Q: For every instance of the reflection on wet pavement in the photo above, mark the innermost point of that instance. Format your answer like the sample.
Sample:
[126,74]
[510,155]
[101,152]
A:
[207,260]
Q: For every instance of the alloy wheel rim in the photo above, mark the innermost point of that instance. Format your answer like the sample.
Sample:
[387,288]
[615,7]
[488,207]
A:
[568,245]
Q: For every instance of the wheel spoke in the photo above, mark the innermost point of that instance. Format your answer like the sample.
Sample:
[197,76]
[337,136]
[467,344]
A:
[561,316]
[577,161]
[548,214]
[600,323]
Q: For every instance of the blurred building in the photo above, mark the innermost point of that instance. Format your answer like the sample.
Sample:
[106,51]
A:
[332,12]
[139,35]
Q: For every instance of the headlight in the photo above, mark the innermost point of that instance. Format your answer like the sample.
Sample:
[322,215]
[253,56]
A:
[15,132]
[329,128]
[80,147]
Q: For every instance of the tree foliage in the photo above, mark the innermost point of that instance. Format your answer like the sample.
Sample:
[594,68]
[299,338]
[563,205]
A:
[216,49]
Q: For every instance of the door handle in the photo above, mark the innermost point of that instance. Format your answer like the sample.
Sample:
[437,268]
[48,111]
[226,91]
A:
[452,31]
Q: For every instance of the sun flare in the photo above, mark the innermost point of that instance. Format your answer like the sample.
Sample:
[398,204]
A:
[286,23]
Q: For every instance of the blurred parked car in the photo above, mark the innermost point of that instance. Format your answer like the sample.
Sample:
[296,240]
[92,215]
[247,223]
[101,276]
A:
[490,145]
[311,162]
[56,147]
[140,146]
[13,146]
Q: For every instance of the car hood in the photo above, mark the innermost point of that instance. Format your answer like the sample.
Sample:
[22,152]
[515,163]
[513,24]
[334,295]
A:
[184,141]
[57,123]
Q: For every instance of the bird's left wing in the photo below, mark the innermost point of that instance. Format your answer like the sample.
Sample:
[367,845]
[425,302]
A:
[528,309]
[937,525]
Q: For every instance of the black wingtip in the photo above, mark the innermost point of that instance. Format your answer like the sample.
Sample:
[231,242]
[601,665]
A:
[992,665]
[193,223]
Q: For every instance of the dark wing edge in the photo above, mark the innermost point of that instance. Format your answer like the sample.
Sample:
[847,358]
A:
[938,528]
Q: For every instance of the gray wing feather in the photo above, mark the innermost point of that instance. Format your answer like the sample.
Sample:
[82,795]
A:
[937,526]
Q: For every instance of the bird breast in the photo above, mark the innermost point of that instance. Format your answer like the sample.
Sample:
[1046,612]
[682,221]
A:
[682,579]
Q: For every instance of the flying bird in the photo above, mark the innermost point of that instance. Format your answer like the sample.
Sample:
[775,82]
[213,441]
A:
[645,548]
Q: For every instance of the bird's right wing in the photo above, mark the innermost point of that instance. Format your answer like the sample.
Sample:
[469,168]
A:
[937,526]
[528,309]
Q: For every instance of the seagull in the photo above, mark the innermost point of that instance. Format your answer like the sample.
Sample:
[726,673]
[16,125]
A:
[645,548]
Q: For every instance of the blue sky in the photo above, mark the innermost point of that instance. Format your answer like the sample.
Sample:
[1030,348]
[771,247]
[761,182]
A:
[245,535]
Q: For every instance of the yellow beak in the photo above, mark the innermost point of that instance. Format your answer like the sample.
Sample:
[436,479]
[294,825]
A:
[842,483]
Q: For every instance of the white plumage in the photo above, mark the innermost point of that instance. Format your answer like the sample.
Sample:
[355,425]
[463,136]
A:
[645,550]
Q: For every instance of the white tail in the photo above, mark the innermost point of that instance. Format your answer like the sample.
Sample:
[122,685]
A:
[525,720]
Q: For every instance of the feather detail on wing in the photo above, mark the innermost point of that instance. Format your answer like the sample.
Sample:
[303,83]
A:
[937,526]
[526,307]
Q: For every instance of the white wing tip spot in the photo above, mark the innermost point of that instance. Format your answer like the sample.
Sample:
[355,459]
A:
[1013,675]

● REQUIRED TASK:
Go back to the listing above and please repeat it exactly.

● OUTPUT:
Q: For every instance of the reflection on wet pavement in the photo above, mark the innermost point of that instance. Format your answer like the sample.
Sample:
[126,74]
[510,155]
[101,152]
A:
[207,260]
Q: For every instance of the alloy wheel rim in the photo above, mark the innermost point of that instance. Format your answer like the sample.
Sample:
[387,288]
[615,7]
[488,207]
A:
[568,245]
Q: For every instance of the wheel spoke in the photo above, mark the innermost point of that instance. Format your answer like the sample.
Sample:
[197,76]
[337,136]
[467,344]
A:
[561,316]
[577,161]
[548,214]
[600,323]
Q: For every instance of the blurred building in the photo above, mark the innermost point of that instance. Format your answer like the sample.
Sample:
[106,51]
A:
[332,12]
[139,35]
Q: For every instance of the headlight in the photo above, mark the innermost point of that instance. Format your answer like the sample.
Sample:
[322,215]
[253,56]
A:
[15,132]
[329,128]
[80,147]
Q: For every instance of the tree foliage in the photo above, mark the innermost point of that instance. Format your answer like the sample.
Sample:
[594,68]
[299,338]
[563,205]
A:
[216,49]
Q: For every instance of the door handle in the photo above, mark the innermost point of that instance. Format your answer like the sample.
Sample:
[437,268]
[48,111]
[226,91]
A:
[452,31]
Q: For every instance of the sun flare in the photo above, mark the innermost point of that instance. Format your answer like the sample.
Sample:
[398,204]
A:
[286,23]
Q: For every instance of the blurred parked car in the photo above, mark the innermost point of that instance. Format your answer like the sample.
Sample:
[296,240]
[92,215]
[247,223]
[101,276]
A:
[490,145]
[311,162]
[56,147]
[140,146]
[13,146]
Q: For every instance of the car hood in the photo above, mark the innermost point of that instance. Format your answer like the sample.
Sample:
[22,152]
[515,163]
[513,24]
[334,295]
A:
[184,141]
[57,123]
Q: For every instance of the bird's left wing in the photo below, mark the innermost point of that instance. Format your answer like the sample.
Sample:
[367,845]
[425,302]
A:
[528,309]
[937,525]
Q: For every instance of the black wingtip in the photo above, mark the innermost point of that instance. Format your answer like the sample.
Sample:
[231,242]
[601,665]
A:
[992,665]
[193,223]
Q: For every instance of the dark wing edge in the photo above, mark the innermost point of that instance. Format your answer like the sample.
Sample:
[847,358]
A:
[938,528]
Q: For every instance of the gray wing feather in the photo above, mark the innermost point of that instance. Format your answer like the sample.
Sample:
[82,795]
A:
[937,526]
Q: For every instance of the bird breast in the photo above, mark the innermost point of that instance. Format your answer like the sample.
Sample:
[1046,612]
[682,221]
A:
[682,579]
Q: For every instance of the flying bird in the photo above, mark the innermost point of that instance. Format your answer like the sample.
Sample:
[775,82]
[213,441]
A:
[645,548]
Q: For every instance of the bird's right wing in the photo above, mark the innermost point of that instance. Format your answer like the sample.
Sample:
[469,168]
A:
[937,526]
[528,309]
Q: For every instance of the seagull in the photo above, mark the innermost point of that instance. Format your answer like the sample.
Sample:
[726,673]
[16,125]
A:
[645,548]
Q: For every instance of the blue sky in the photo above, mark the innermost point of that instance. Format your answer like the sample.
Sample:
[1030,348]
[771,247]
[761,182]
A:
[245,535]
Q: For every instance of the yellow beak in the photo above, mark the innermost point of that instance. Format your answer like the sample.
Sample:
[436,479]
[294,825]
A:
[842,483]
Q: For every instance of the white plumage in the photo above, mark the innermost point of that instance. Format your answer like the sample.
Sample:
[355,425]
[463,136]
A:
[645,550]
Q: For every instance of the white tail in the photo above, mark the innermost point of that instance. Format your answer like the sample.
Sample:
[122,685]
A:
[525,720]
Q: For every instance of the feather detail on wing in the photo above, mark the innermost point of that instance. Format your answer like the sample.
Sample:
[303,83]
A:
[937,526]
[526,307]
Q: For every instance of the white wing tip spot in the photo above, mark the innermost point of that instance. Format your answer like the sample.
Sample:
[355,459]
A:
[1013,675]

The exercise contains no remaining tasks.